Segment Start: Extract to read
H7N9 avian flu
The influenza A (H7N9) virus is one subgroup among the larger group of H7 viruses that normally circulate among birds. A number of human infections of the H7N9 virus have been reported in eastern China, mostly in the Yangtze River Delta region since late March 2013. Some of the patients have died of severe pneumonia brought on by the virus.
H7N9 bird flu strain is at peak: Chinese official
A senior Chinese disease control official has warned the H7N9 strain of bird flu had peaked again since last December following three recently reported deaths from the disease, the Beijing News reported on Monday.
More than 200 people across the country had been confirmed as infected with the strain since March last year and three patients had died over the past weekend, according to Feng Zijian, the deputy director of the Chinese Centre for Disease Control and Prevention.
Feng also noted the disease control authority had not ruled out the possibility that the disease had “limited capability of human-to-human transmission” amid concerns stoked by the death of a Shanghai doctor on Saturday and clusters of cases that emerged among family members.
The deputy director told the Beijing News on Monday night that the disease remained to be “sporadic” but had seen a high occurrence in southeast China.
He dismissed concerns over a more dangerous strain of flu in the recent outbreak and said the virus had not undergone major mutations and remained sensitive to current medication, the newspaper reported.
Two deaths have been reported in Shanghai and one in Guangdong province from January 18 to 19, state media reported on Monday.
One of the deceased in Shanghai was a doctor, igniting an explosion of fears that the disease might be capable of human-to-human spread. But state news agency Xinhua reported the doctor might have been exposed to live poultry and had not come into contact with flu patients in the ten days before he began to show symptoms.
Feng’s words echoed that of a representative from World Health Organisation to China, who said on Monday that there was no sign of sustained or large-scale human-to-human transmission of the virus.
“Since October, only one cluster was detected where human-to-human transmission might have occurred. We continue to expect only sporadic human cases,” the China Daily quoted the representative Bernhard Schwartlander as saying.
Figures from the national epidemic surveillance network have shown that the country recently sees five to seven newly confirmed human H7N9 cases each day.
Both the Chinese disease control authority and the World Health Organisation expect the number to be on the rise, the Beijing newspaper reported.
The World Health Organisation said on Monday it had been notified of more than 40 confirmed human H7N9 infections this month, all in China. It did not recommend any restrictions on travel or trade.
Segment End: Extract to read
Segment Start: Given information
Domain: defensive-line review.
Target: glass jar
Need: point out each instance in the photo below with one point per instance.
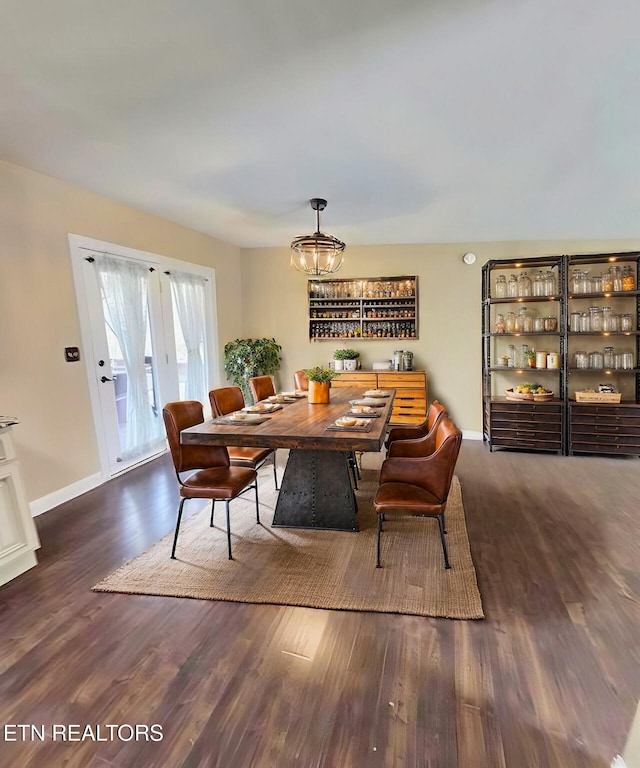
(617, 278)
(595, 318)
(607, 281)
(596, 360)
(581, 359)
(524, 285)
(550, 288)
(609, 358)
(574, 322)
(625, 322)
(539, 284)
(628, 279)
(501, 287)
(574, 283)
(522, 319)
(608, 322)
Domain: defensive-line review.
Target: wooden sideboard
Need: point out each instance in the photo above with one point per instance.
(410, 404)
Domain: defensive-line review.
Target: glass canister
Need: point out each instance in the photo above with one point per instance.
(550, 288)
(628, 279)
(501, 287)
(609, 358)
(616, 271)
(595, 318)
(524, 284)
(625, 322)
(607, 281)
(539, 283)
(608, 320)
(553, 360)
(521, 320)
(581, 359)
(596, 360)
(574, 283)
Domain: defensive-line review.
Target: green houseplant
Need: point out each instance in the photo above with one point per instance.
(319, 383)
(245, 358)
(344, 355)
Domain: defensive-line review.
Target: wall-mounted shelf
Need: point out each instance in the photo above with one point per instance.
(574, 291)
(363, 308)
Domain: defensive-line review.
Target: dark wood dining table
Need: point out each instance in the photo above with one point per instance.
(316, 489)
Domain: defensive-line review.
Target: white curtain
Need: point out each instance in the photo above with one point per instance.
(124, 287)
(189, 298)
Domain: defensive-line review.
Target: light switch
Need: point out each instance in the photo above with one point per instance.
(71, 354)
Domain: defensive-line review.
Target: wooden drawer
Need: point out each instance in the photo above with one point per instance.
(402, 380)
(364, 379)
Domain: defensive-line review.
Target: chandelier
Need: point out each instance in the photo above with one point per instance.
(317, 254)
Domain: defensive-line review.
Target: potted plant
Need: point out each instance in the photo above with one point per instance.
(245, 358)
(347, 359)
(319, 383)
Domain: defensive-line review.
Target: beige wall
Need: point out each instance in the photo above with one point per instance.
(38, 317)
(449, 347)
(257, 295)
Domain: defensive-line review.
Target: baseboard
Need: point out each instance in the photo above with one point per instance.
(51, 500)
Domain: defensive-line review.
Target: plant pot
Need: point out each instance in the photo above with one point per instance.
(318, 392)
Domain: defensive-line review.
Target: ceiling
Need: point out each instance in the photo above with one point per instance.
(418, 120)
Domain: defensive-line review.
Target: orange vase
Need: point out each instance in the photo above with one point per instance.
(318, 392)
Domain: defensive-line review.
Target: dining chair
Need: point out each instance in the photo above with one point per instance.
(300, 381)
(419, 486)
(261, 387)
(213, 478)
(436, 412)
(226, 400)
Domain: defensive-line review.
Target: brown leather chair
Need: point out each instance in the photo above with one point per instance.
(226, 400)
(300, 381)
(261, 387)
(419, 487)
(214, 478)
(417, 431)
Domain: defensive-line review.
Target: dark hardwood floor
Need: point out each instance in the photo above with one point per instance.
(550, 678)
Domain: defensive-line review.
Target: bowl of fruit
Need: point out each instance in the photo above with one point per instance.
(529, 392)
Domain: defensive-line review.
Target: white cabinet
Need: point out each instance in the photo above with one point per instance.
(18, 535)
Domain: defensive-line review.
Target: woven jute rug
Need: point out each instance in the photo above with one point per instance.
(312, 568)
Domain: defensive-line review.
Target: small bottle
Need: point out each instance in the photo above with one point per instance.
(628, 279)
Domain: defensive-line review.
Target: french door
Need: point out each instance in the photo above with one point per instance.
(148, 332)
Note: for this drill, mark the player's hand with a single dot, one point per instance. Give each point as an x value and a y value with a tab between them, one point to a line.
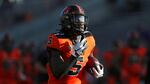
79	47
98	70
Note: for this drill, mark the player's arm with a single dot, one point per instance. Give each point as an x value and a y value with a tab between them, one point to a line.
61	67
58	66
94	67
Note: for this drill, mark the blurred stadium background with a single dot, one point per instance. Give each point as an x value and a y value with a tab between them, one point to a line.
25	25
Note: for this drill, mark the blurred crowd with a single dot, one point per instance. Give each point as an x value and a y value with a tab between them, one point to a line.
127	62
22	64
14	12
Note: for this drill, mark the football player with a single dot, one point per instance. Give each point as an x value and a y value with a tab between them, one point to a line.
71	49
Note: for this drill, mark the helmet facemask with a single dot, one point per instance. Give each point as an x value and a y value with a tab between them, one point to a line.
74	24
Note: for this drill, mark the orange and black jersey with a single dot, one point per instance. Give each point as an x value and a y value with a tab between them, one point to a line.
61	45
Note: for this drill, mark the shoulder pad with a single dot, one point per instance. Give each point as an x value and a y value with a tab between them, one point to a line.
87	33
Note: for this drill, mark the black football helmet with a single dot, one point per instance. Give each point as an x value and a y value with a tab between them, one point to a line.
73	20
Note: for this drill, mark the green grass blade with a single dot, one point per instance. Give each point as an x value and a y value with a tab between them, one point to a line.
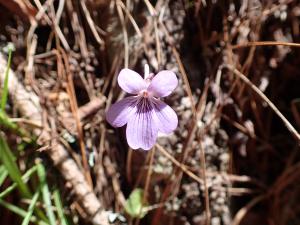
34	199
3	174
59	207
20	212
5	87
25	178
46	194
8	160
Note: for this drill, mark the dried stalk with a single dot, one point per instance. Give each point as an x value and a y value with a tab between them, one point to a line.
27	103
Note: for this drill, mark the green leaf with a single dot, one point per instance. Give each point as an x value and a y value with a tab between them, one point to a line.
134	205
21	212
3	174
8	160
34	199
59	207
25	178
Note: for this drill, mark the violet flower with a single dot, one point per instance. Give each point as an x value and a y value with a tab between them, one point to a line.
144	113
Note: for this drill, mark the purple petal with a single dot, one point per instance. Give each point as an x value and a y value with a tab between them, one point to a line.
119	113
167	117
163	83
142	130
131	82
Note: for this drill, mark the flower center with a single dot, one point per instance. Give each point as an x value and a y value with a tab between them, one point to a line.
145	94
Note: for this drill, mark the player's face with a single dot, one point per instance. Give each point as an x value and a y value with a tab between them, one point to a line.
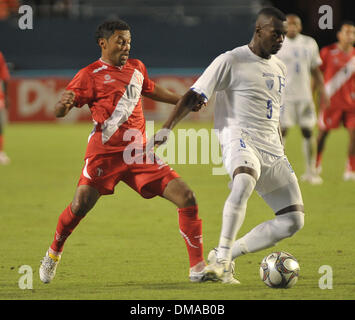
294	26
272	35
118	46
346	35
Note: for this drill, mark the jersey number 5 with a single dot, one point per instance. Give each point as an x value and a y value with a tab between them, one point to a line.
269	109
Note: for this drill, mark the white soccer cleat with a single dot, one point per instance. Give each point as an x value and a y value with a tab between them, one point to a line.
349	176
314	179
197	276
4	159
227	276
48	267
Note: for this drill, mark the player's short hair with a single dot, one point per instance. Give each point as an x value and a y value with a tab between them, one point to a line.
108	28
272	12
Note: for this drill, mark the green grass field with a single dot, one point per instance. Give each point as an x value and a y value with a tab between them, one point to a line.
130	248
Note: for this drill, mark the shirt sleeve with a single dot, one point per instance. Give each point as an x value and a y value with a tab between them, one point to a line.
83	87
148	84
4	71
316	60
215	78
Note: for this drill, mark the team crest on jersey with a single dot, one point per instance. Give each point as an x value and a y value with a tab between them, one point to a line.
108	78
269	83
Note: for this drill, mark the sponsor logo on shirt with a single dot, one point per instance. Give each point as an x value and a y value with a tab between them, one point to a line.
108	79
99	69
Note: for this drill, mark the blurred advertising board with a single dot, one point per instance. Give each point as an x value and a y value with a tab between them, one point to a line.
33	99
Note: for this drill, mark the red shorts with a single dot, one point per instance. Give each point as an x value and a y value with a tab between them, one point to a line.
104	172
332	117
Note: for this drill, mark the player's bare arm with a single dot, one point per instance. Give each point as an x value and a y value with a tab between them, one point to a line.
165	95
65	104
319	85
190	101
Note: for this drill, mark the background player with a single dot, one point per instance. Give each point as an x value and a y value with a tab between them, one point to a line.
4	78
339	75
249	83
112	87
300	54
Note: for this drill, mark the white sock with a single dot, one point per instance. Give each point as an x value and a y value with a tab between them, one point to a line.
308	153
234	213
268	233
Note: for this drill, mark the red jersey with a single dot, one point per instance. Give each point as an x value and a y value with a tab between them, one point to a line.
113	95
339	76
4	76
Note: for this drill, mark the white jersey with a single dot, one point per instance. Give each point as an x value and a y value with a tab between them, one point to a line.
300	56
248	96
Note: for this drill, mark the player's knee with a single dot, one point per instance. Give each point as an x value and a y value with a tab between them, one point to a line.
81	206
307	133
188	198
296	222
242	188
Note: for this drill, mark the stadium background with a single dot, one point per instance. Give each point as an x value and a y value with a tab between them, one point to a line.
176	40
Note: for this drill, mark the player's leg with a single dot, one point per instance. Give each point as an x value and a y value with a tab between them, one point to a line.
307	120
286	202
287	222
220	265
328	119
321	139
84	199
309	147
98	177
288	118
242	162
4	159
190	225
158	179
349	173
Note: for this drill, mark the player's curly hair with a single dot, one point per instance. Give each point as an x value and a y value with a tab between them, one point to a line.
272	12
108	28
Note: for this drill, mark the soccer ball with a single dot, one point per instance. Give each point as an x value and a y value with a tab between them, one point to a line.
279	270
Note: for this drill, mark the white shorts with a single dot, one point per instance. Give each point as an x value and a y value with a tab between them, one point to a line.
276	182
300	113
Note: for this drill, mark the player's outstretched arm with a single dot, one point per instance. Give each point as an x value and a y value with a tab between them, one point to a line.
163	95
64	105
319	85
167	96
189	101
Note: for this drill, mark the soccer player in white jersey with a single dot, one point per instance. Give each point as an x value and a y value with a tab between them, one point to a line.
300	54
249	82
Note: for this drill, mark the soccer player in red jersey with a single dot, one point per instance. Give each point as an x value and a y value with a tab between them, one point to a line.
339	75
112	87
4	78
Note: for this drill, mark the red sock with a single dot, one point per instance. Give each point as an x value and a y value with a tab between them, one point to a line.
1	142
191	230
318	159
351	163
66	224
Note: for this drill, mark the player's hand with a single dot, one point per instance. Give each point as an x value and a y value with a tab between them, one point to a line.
Segment End: Given information
Reproduce the entire H7N9 avian flu text above word for word, from its heading to its final sentence.

= Output of the exercise =
H7N9 avian flu
The influenza A (H7N9) virus is one subgroup among the larger group of H7 viruses that normally circulate among birds. A number of human infections of the H7N9 virus have been reported in eastern China, mostly in the Yangtze River Delta region since late March 2013. Some of the patients have died of severe pneumonia brought on by the virus.
H7N9 bird flu strain is at peak: Chinese official
A senior Chinese disease control official has warned the H7N9 strain of bird flu had peaked again since last December following three recently reported deaths from the disease, the Beijing News reported on Monday.
More than 200 people across the country had been confirmed as infected with the strain since March last year and three patients had died over the past weekend, according to Feng Zijian, the deputy director of the Chinese Centre for Disease Control and Prevention.
Feng also noted the disease control authority had not ruled out the possibility that the disease had “limited capability of human-to-human transmission” amid concerns stoked by the death of a Shanghai doctor on Saturday and clusters of cases that emerged among family members.
The deputy director told the Beijing News on Monday night that the disease remained to be “sporadic” but had seen a high occurrence in southeast China.
He dismissed concerns over a more dangerous strain of flu in the recent outbreak and said the virus had not undergone major mutations and remained sensitive to current medication, the newspaper reported.
Two deaths have been reported in Shanghai and one in Guangdong province from January 18 to 19, state media reported on Monday.
One of the deceased in Shanghai was a doctor, igniting an explosion of fears that the disease might be capable of human-to-human spread. But state news agency Xinhua reported the doctor might have been exposed to live poultry and had not come into contact with flu patients in the ten days before he began to show symptoms.
Feng’s words echoed that of a representative from World Health Organisation to China, who said on Monday that there was no sign of sustained or large-scale human-to-human transmission of the virus.
“Since October, only one cluster was detected where human-to-human transmission might have occurred. We continue to expect only sporadic human cases,” the China Daily quoted the representative Bernhard Schwartlander as saying.
Figures from the national epidemic surveillance network have shown that the country recently sees five to seven newly confirmed human H7N9 cases each day.
Both the Chinese disease control authority and the World Health Organisation expect the number to be on the rise, the Beijing newspaper reported.
The World Health Organisation said on Monday it had been notified of more than 40 confirmed human H7N9 infections this month, all in China. It did not recommend any restrictions on travel or trade.